■ **Selected excerpt**
==*==

The cartridge seals are self-aligning, adapting to slight misalignment, runout or axial runout of the pump shaft to maintain efficient operation even under complex conditions. In addition, its robust structure enables it to withstand harsh operating environments, and reliability is significantly improved.
Conventional Seals
Conventional mechanical seals are the classic choice for centrifugal pump seals. Unlike cartridge seals, they consist of separate rotating and stationary parts that need to be manually assembled around the centrifugal pump shaft. The installation process requires careful handling and ensures precise alignment of the components for good sealing and optimum performance.
Conventional seals have a rotating sealing face mounted directly on the pump shaft or sleeve, working in conjunction with a stationary sealing face held in place by a gland. The sealing face material is selected based on fluid properties, temperature and pressure, and a spring mechanism provides the necessary pressure to keep the rotating face in close contact with the stationary face to prevent fluid leakage.
Conventional seals are suitable for applications with high installation accuracy, but are prone to misalignment problems after operation or maintenance, and have relatively high maintenance requirements. For pumps in non-continuous operation or less demanding conditions, conventional seals are a solution that balances simplicity and economy.
Key Considerations When Choosing Different Types of Mechanical Seals for Pumps
Conveying Fluid Type
The nature of the fluid is the primary consideration in the selection of seal type. Fluid cleanliness, lubricity and volatility and other characteristics, will directly affect the mechanical seal and its auxiliary system design. For example, clean, low volatility fluid has lower seal requirements, while abrasive fluids containing particles require more wear-resistant seal materials and structures.
Pump Fluid Pressure
The fluid pressure on the sealing surface has a significant effect on seal performance. Under low-pressure conditions, unbalanced seals are usually adequate; in high-pressure environments, balanced seals are a more reliable choice due to their excellent pressure adaptability.
Temperature
Temperature has a significant impact on seal performance. At high temperatures, balanced seals perform better than unbalanced seals, protecting heat-sensitive sealing components and maintaining the stability of the sealing system.
Operator Safety
Operator safety is always a priority. Dual mechanical seals provide additional safety for operators by reducing the risk of leakage of hazardous fluids due to their higher sealing reliability.

==*==

■ **Material provided**
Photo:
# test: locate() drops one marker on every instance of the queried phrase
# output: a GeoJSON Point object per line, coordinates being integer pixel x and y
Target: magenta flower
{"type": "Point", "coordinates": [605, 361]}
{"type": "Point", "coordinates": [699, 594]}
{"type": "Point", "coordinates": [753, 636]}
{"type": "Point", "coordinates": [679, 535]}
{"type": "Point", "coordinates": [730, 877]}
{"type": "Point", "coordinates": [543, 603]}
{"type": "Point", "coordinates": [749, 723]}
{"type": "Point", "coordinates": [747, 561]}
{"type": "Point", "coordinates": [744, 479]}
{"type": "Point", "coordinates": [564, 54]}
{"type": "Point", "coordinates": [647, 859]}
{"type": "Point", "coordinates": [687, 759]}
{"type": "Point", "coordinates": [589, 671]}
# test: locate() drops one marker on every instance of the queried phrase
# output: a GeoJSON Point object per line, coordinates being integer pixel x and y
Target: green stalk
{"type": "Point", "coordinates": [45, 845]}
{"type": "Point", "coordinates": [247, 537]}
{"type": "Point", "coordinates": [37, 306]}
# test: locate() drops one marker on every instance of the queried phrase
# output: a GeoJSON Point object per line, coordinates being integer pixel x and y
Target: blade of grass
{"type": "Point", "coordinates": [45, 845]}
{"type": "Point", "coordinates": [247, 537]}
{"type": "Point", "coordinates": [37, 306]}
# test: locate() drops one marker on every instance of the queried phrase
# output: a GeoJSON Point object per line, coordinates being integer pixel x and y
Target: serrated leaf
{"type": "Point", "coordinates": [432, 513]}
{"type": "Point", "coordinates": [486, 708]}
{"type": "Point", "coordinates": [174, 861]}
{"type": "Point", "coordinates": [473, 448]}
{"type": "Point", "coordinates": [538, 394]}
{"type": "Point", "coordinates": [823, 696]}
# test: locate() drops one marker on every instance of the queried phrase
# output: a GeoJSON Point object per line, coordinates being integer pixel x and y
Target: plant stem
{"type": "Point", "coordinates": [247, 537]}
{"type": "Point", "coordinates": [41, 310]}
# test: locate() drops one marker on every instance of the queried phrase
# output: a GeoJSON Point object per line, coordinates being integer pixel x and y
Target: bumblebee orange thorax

==*==

■ **Activity 1**
Reproduce the part of the pump seal text that begins with "Conventional seals are suitable" and ends with "simplicity and economy.".
■ **Activity 2**
List the considerations that the pump seal text names under its heading about key considerations when choosing mechanical seals for pumps.

■ **Written reply 1**
Conventional seals are suitable for applications with high installation accuracy, but are prone to misalignment problems after operation or maintenance, and have relatively high maintenance requirements. For pumps in non-continuous operation or less demanding conditions, conventional seals are a solution that balances simplicity and economy.

■ **Written reply 2**
Conveying Fluid Type
Pump Fluid Pressure
Temperature
Operator Safety